### Objetivos
A. ¿Puedes condensar en una o dos oraciones el párrafo del texto citado que comienza con «No hay aún categorías», conservando sus ideas principales?
B. ¿Puedes cambiar "knee" por "hoof" en todo el listado y dejar lo demás intacto?

### Texto citado
* * *

Las facultades de humanidades prefieren seguir hablando de Maquiavelo que de Gandhi, de Hobbes que de Mandela, de las guerras mundiales que del movimiento hippie, de los fracasos de las primaveras del 68 que de sus aciertos, de los campos de exterminio que de los movimientos de las mujeres y de las minorías sexuales.

No hay aún categorías para leer estas historias, como no sea desde el registro pintoresco e intrascendente o, a lo más, poético y exótico. Se necesita enseñar a mirar con nuevos ojos, educar en la sensibilidad a un mundo conquistado desde la fría eficacia y el realismo racional.

Podemos seguir trasegando por un mundo que siente «ira e intenso dolor» ante la pérdida del honor masculino, que no es otra cosa que solidaridad con los más fuertes -la indignación generalizada ante el soldadito llorando por haber sido sacado en andas por nuestros indígenas es una prueba de ello-, o vincular nuestros profundos sentimientos de indignación a esta ola de la vida.

* * *

### Datos proporcionados
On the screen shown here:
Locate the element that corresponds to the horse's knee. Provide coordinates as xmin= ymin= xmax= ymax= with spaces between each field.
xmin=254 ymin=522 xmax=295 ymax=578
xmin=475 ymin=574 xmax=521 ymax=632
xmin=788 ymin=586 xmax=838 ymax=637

* * *

### Las respuestas
A. Todavía faltan categorías para leer estas historias más allá de lo pintoresco e intrascendente o, como mucho, de lo poético y exótico. Hace falta enseñar a mirar con nuevos ojos y educar la sensibilidad en un mundo conquistado por la fría eficacia y el realismo racional.

B.
On the screen shown here:
Locate the element that corresponds to the horse's hoof. Provide coordinates as xmin= ymin= xmax= ymax= with spaces between each field.
xmin=254 ymin=522 xmax=295 ymax=578
xmin=475 ymin=574 xmax=521 ymax=632
xmin=788 ymin=586 xmax=838 ymax=637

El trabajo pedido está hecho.